TEXTE FOURNI:
Les géants américains de l’alimentation sont depuis des années en retard sur le marché et peuvent faire une croix sur les rendements stables du ‘passé’. Les ‘foodtechs’ sont les gagnants de demain, mais ne jouent pas un rôle défensif dans les portefeuilles d’investissement.
Tel est ce que déclare Jack Neele de Robeco lors d’un entretien avec Fondsnieuws. Il gère le fonds Robeco Global Consumer Trends Equities, qui investit pour environ 25 % dans des entreprises de bien de consommation défensives. Le fonds est sorti des géants américains de l’alimentation pour investir chez des producteurs d’ingrédients non synthétiques.
Selon Neele, l’industrie alimentaire vit actuellement la plus grande bataille de son histoire en matière d’innovation. Les acteurs traditionnels sont dépassés par les foodtechs, des entreprises qui innovent dans le domaine de l’alimentation. Selon Neele, elles finiront par devenir des sociétés à moyenne capitalisation ayant un profil de risque plus élevé.
La cause de l’évolution en cours au sein du secteur est le changement du consommateur, qui est désormais davantage orienté produit que marque. Les jeunes générations, surtout, n’achètent plus automatiquement des produits de marques qu’elles connaissent. Au lieu de cela, elles scannent les étiquettes des produits proposés en ligne ou hors ligne afin de contrôler les numéros E, la teneur en sucre et en sel, et choisissent les articles qui correspondent le mieux à leurs objectifs. En plus des critères de faible teneur en sucre et en sel, qui constituaient déjà des priorités, elles mangent désormais davantage bio, végétarien, vegan ou flexitarien.
Les grandes entreprises alimentaires se sont quelque peu laissées surprendre, constate Neele. Ou elles ont inconsciemment supposé que les consommateurs continueraient toujours à manger de la viande, ou que leurs propres variations sur des produits existants seraient suffisamment innovantes. « Elles ont négligé de vraiment innover », affirme le gestionnaire de portefeuille.
Et cela commence à peser sur les cours des acteurs traditionnels, surtout américains. Les géants de l’alimentation qui, grâce à une croissance de 3 à 4 % de leur chiffre d’affaires combinée à une marge saine, réalisaient auparavant un bénéfice stable de 8 à 10 % par an, enregistrent une évolution négative depuis 2017.

EXERCICE PROPOSÉ 1: D'après le texte sur l'industrie alimentaire, quelle part du fonds géré par Jack Neele est investie dans des entreprises de biens de consommation défensives ?
EXERCICE PROPOSÉ 2: Rédigez la suite du texte sur l'industrie alimentaire en reprenant après sa dernière phrase.
Les données présentées ensuite proviennent d'une autre source.

DONNÉES:
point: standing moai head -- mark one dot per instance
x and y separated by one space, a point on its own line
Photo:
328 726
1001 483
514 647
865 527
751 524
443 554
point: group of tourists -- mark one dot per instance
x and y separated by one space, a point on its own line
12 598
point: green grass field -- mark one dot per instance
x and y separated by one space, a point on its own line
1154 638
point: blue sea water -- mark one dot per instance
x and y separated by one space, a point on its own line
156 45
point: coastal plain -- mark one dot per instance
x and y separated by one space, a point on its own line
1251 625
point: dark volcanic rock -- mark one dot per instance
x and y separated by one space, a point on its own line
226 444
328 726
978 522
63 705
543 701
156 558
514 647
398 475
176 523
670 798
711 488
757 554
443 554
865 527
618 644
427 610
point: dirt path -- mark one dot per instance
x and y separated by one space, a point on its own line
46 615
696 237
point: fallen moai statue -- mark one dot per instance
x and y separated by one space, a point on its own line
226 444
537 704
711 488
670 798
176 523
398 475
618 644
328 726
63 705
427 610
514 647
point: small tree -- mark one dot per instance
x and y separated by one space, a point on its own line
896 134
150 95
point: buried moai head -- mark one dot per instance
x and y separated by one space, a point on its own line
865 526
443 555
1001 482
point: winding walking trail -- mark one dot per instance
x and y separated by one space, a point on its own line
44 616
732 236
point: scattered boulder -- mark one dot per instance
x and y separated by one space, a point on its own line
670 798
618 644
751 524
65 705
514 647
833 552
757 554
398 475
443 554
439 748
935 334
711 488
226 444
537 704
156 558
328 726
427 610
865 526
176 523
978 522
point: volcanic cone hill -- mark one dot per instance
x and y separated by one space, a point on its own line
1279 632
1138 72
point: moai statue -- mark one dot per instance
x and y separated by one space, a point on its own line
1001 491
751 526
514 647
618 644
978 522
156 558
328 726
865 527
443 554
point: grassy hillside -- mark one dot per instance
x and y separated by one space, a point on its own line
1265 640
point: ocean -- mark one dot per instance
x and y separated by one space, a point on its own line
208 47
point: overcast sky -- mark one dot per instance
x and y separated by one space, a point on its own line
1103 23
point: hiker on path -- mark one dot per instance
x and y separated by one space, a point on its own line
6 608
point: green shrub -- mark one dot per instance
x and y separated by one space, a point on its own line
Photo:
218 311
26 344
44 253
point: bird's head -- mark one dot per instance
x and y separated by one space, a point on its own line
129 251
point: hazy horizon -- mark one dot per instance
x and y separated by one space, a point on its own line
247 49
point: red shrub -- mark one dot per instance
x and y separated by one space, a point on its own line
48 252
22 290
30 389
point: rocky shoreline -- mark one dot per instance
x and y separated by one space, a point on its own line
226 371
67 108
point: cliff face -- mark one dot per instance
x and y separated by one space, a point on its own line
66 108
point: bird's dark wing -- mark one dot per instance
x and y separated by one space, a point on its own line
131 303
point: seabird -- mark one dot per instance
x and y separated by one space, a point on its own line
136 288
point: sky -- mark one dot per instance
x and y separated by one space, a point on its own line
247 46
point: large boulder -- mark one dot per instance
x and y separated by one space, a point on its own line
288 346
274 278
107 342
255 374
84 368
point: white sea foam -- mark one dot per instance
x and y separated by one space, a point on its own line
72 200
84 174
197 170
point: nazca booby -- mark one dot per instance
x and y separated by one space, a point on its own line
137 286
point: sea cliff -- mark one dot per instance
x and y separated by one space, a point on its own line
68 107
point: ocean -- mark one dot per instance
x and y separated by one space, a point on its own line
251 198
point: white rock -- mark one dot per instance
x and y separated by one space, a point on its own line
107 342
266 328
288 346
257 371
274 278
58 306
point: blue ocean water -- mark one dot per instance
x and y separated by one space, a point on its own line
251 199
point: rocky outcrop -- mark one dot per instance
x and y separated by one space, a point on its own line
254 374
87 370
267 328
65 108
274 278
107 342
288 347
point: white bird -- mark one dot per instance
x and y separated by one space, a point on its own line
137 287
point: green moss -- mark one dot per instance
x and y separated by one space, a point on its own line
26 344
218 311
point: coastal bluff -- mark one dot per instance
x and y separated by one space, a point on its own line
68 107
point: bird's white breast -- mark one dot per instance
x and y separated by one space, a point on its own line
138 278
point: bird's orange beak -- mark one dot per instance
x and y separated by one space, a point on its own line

RÉPONSE ATTENDUE 1: Le fonds investit environ 25 % dans des entreprises de biens de consommation défensives.

RÉPONSE ATTENDUE 2:
Rachat d’actions
Le manque à gagner en termes de rendement est d’autant plus grand que ces grandes entreprises alimentaires ont dépensé l’argent qu’elles auraient pu consacrer à l’innovation en rachetant leurs propres actions. Neele : « Leur stabilité était élevée, ce qui fait qu’elles ont ajouté davantage de risque à la structure financière. Dans le même temps, elles ont appliqué des mesures de réduction des coûts et dépensé moins en marketing, car leur marque était ‘finalement déjà connue’. »
Au début, c’était bon pour la rentabilité, car les habitudes de consommation sont effectivement restées stables et les dépenses ont diminué. Neele : « Mais en réalité, elles ont fait ce choix précisément au mauvais moment. C’est précisément à ce moment-là que toutes sortes de nouvelles petites entreprises proposant des produits bio, vegan et sans allergènes ont commencé à répondre aux attentes des consommateurs et, ce faisant, ont fortement ciblé leur publicité via des réseaux sociaux tels qu’Instagram et Snapchat. »
Entreprises d’ingrédients
C’est pour cette raison que Robeco est passé dès l’année dernière des géants américains de l’alimentation aux producteurs d’ingrédients naturels. Selon le raisonnement de Robeco, ce type de fabricants bénéficie de l’évolution des préférences des consommateurs, qui privilégient désormais les ingrédients organiques aux synthétiques.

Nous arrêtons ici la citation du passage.